## AIM OF THE TASK:
Repeat exactly, and only, the lines from the one holding "point: gray sweatpants" through the last line of the records below.

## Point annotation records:
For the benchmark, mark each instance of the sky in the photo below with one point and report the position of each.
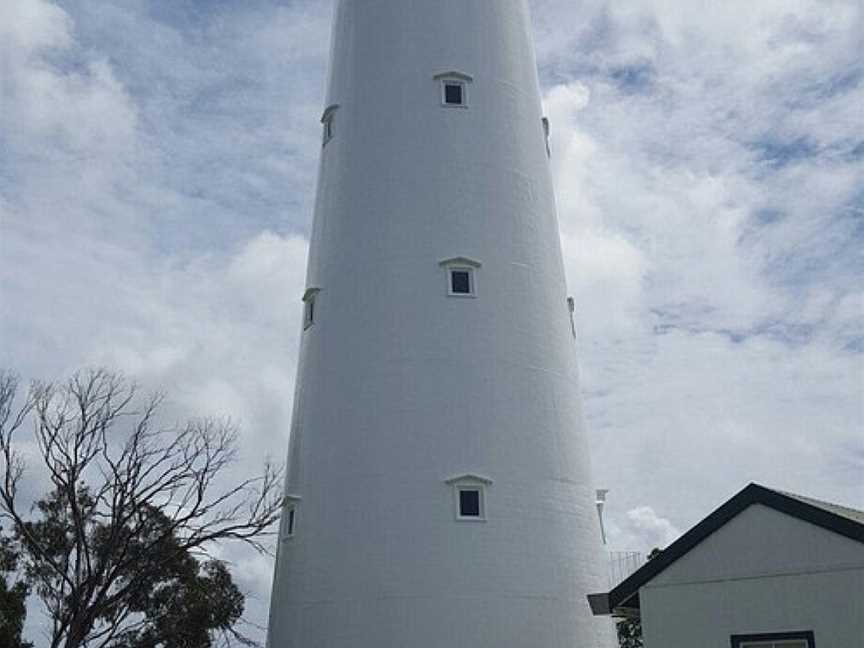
(157, 174)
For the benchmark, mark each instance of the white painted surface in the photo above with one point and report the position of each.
(401, 386)
(764, 571)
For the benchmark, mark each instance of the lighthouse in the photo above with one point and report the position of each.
(438, 491)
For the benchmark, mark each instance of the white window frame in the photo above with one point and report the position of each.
(327, 120)
(469, 482)
(472, 281)
(310, 311)
(461, 264)
(805, 639)
(454, 78)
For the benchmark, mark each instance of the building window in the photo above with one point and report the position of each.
(289, 516)
(292, 520)
(461, 276)
(454, 93)
(461, 281)
(469, 492)
(546, 133)
(802, 639)
(309, 307)
(470, 501)
(454, 88)
(328, 121)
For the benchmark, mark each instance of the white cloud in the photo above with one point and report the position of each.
(644, 529)
(156, 178)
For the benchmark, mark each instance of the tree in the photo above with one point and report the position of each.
(12, 599)
(112, 550)
(630, 629)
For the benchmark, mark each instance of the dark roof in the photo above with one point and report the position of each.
(839, 519)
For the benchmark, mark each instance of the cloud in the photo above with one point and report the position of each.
(157, 167)
(641, 528)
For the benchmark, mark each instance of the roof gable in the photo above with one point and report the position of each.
(840, 520)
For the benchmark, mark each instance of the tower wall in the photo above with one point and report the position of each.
(401, 386)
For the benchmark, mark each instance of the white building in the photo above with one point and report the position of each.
(438, 490)
(765, 570)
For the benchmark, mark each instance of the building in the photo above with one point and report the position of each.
(765, 570)
(438, 490)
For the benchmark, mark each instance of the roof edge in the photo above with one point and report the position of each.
(628, 590)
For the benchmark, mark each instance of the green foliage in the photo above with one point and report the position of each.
(176, 600)
(13, 599)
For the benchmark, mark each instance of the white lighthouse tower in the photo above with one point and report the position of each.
(438, 491)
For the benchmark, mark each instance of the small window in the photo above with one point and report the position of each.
(546, 133)
(328, 124)
(289, 516)
(469, 502)
(454, 88)
(469, 492)
(292, 519)
(804, 639)
(454, 93)
(461, 281)
(309, 313)
(461, 274)
(309, 307)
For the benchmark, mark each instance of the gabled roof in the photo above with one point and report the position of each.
(839, 519)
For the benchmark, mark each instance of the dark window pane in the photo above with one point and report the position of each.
(461, 282)
(469, 503)
(453, 93)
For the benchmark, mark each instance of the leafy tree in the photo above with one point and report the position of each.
(112, 551)
(12, 599)
(630, 629)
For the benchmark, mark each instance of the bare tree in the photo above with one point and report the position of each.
(130, 500)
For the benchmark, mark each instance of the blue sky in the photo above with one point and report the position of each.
(157, 170)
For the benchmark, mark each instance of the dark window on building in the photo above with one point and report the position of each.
(460, 282)
(292, 517)
(309, 313)
(801, 639)
(454, 94)
(469, 503)
(328, 129)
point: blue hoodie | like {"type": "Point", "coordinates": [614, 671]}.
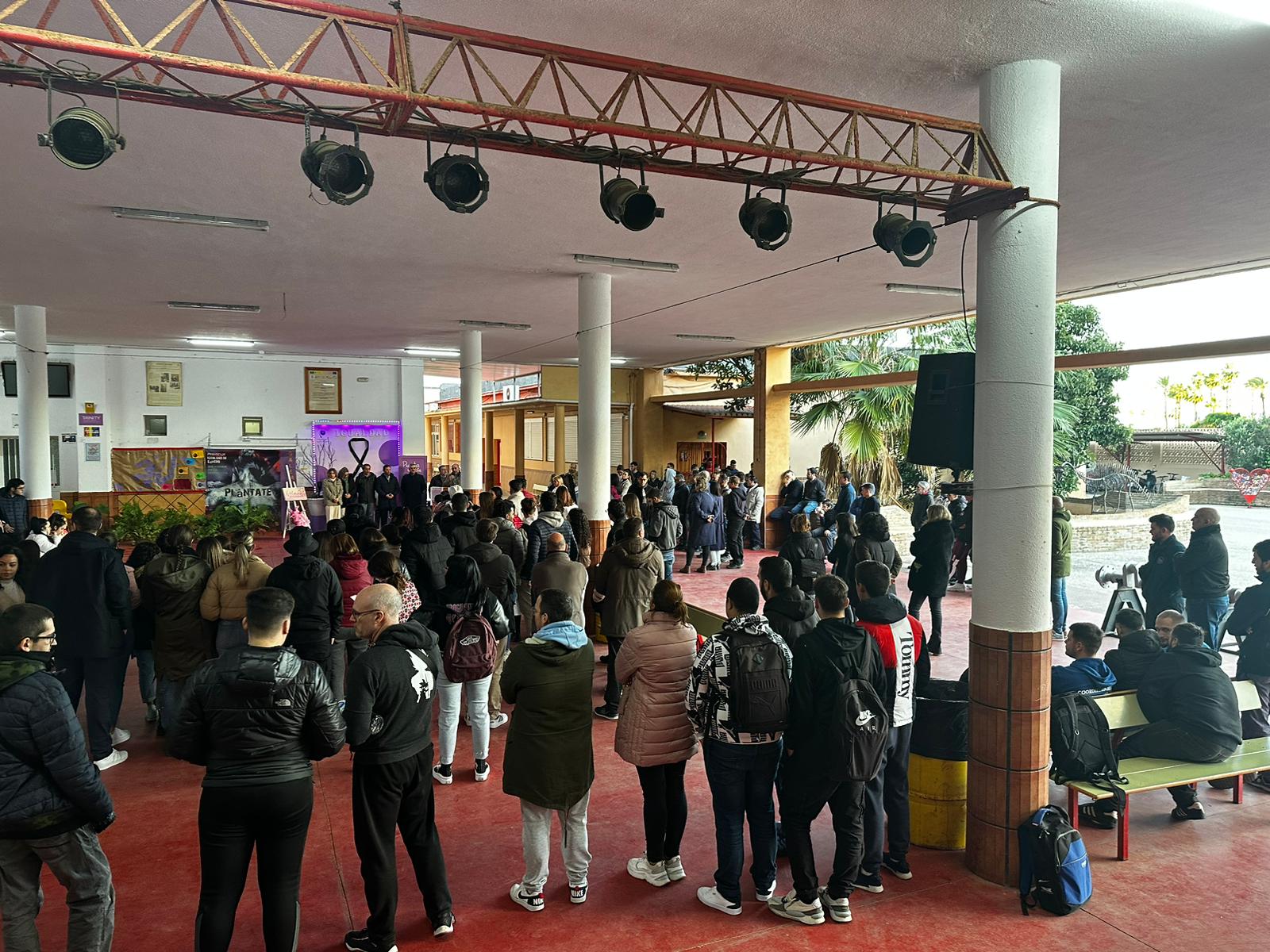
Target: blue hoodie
{"type": "Point", "coordinates": [563, 634]}
{"type": "Point", "coordinates": [1085, 674]}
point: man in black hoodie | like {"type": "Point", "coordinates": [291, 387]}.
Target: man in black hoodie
{"type": "Point", "coordinates": [787, 607]}
{"type": "Point", "coordinates": [813, 776]}
{"type": "Point", "coordinates": [52, 801]}
{"type": "Point", "coordinates": [319, 601]}
{"type": "Point", "coordinates": [389, 716]}
{"type": "Point", "coordinates": [1194, 716]}
{"type": "Point", "coordinates": [1138, 651]}
{"type": "Point", "coordinates": [662, 526]}
{"type": "Point", "coordinates": [1204, 573]}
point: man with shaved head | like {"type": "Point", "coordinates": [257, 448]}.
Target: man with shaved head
{"type": "Point", "coordinates": [1204, 573]}
{"type": "Point", "coordinates": [389, 717]}
{"type": "Point", "coordinates": [556, 570]}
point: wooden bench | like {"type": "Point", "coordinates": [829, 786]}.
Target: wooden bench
{"type": "Point", "coordinates": [1146, 774]}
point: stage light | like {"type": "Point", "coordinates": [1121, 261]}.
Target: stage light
{"type": "Point", "coordinates": [459, 181]}
{"type": "Point", "coordinates": [912, 241]}
{"type": "Point", "coordinates": [343, 173]}
{"type": "Point", "coordinates": [626, 203]}
{"type": "Point", "coordinates": [82, 137]}
{"type": "Point", "coordinates": [768, 222]}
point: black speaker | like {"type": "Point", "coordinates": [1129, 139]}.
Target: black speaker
{"type": "Point", "coordinates": [943, 429]}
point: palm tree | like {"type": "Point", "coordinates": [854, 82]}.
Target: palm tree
{"type": "Point", "coordinates": [1257, 385]}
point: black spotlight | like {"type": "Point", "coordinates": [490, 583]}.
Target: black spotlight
{"type": "Point", "coordinates": [626, 203]}
{"type": "Point", "coordinates": [82, 139]}
{"type": "Point", "coordinates": [768, 222]}
{"type": "Point", "coordinates": [459, 181]}
{"type": "Point", "coordinates": [343, 173]}
{"type": "Point", "coordinates": [912, 241]}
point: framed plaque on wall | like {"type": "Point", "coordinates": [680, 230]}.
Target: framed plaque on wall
{"type": "Point", "coordinates": [324, 393]}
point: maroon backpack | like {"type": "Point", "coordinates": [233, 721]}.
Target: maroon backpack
{"type": "Point", "coordinates": [471, 647]}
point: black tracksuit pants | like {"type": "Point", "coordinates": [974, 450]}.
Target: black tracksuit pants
{"type": "Point", "coordinates": [387, 797]}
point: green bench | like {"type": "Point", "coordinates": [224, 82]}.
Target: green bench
{"type": "Point", "coordinates": [1146, 774]}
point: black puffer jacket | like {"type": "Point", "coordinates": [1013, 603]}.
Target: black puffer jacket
{"type": "Point", "coordinates": [1137, 653]}
{"type": "Point", "coordinates": [257, 715]}
{"type": "Point", "coordinates": [1187, 687]}
{"type": "Point", "coordinates": [319, 600]}
{"type": "Point", "coordinates": [1204, 568]}
{"type": "Point", "coordinates": [791, 615]}
{"type": "Point", "coordinates": [425, 552]}
{"type": "Point", "coordinates": [84, 583]}
{"type": "Point", "coordinates": [48, 782]}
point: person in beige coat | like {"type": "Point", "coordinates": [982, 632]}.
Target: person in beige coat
{"type": "Point", "coordinates": [653, 729]}
{"type": "Point", "coordinates": [225, 597]}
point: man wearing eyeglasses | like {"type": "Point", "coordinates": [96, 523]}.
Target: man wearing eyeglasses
{"type": "Point", "coordinates": [52, 803]}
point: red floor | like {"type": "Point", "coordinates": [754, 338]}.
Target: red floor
{"type": "Point", "coordinates": [1187, 886]}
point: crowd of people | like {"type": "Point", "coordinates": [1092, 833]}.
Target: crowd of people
{"type": "Point", "coordinates": [254, 672]}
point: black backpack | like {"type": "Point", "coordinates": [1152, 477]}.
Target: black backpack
{"type": "Point", "coordinates": [1081, 744]}
{"type": "Point", "coordinates": [760, 698]}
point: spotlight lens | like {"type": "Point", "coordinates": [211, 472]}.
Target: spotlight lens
{"type": "Point", "coordinates": [80, 141]}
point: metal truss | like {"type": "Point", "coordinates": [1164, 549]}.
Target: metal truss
{"type": "Point", "coordinates": [399, 75]}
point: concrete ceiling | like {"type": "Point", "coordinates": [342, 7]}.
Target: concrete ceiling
{"type": "Point", "coordinates": [1164, 144]}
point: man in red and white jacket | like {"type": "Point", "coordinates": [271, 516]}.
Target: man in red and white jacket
{"type": "Point", "coordinates": [903, 654]}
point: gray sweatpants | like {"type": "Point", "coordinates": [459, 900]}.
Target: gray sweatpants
{"type": "Point", "coordinates": [78, 862]}
{"type": "Point", "coordinates": [537, 838]}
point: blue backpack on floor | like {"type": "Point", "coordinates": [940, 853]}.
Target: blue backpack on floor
{"type": "Point", "coordinates": [1053, 866]}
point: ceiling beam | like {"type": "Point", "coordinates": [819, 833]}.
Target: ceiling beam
{"type": "Point", "coordinates": [448, 83]}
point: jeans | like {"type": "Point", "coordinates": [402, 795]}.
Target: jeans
{"type": "Point", "coordinates": [1206, 613]}
{"type": "Point", "coordinates": [741, 778]}
{"type": "Point", "coordinates": [101, 681]}
{"type": "Point", "coordinates": [271, 819]}
{"type": "Point", "coordinates": [387, 797]}
{"type": "Point", "coordinates": [613, 687]}
{"type": "Point", "coordinates": [803, 797]}
{"type": "Point", "coordinates": [145, 673]}
{"type": "Point", "coordinates": [935, 643]}
{"type": "Point", "coordinates": [230, 634]}
{"type": "Point", "coordinates": [666, 810]}
{"type": "Point", "coordinates": [450, 697]}
{"type": "Point", "coordinates": [537, 842]}
{"type": "Point", "coordinates": [78, 862]}
{"type": "Point", "coordinates": [887, 797]}
{"type": "Point", "coordinates": [1058, 605]}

## EXERCISE ANSWER:
point: gray sweatpants | like {"type": "Point", "coordinates": [459, 900]}.
Target: gray sweatpants
{"type": "Point", "coordinates": [78, 862]}
{"type": "Point", "coordinates": [537, 838]}
point: blue backpack on floor | like {"type": "Point", "coordinates": [940, 853]}.
Target: blue backpack on floor
{"type": "Point", "coordinates": [1053, 866]}
point: ceiling beam | like {"type": "Point", "coordinates": [819, 833]}.
Target: ceiling beam
{"type": "Point", "coordinates": [448, 83]}
point: jeans | like {"type": "Point", "coordinates": [402, 795]}.
Target: jeans
{"type": "Point", "coordinates": [1206, 613]}
{"type": "Point", "coordinates": [741, 778]}
{"type": "Point", "coordinates": [101, 681]}
{"type": "Point", "coordinates": [271, 819]}
{"type": "Point", "coordinates": [387, 797]}
{"type": "Point", "coordinates": [613, 687]}
{"type": "Point", "coordinates": [803, 797]}
{"type": "Point", "coordinates": [145, 673]}
{"type": "Point", "coordinates": [935, 643]}
{"type": "Point", "coordinates": [230, 634]}
{"type": "Point", "coordinates": [666, 810]}
{"type": "Point", "coordinates": [450, 697]}
{"type": "Point", "coordinates": [537, 842]}
{"type": "Point", "coordinates": [78, 862]}
{"type": "Point", "coordinates": [887, 797]}
{"type": "Point", "coordinates": [1058, 605]}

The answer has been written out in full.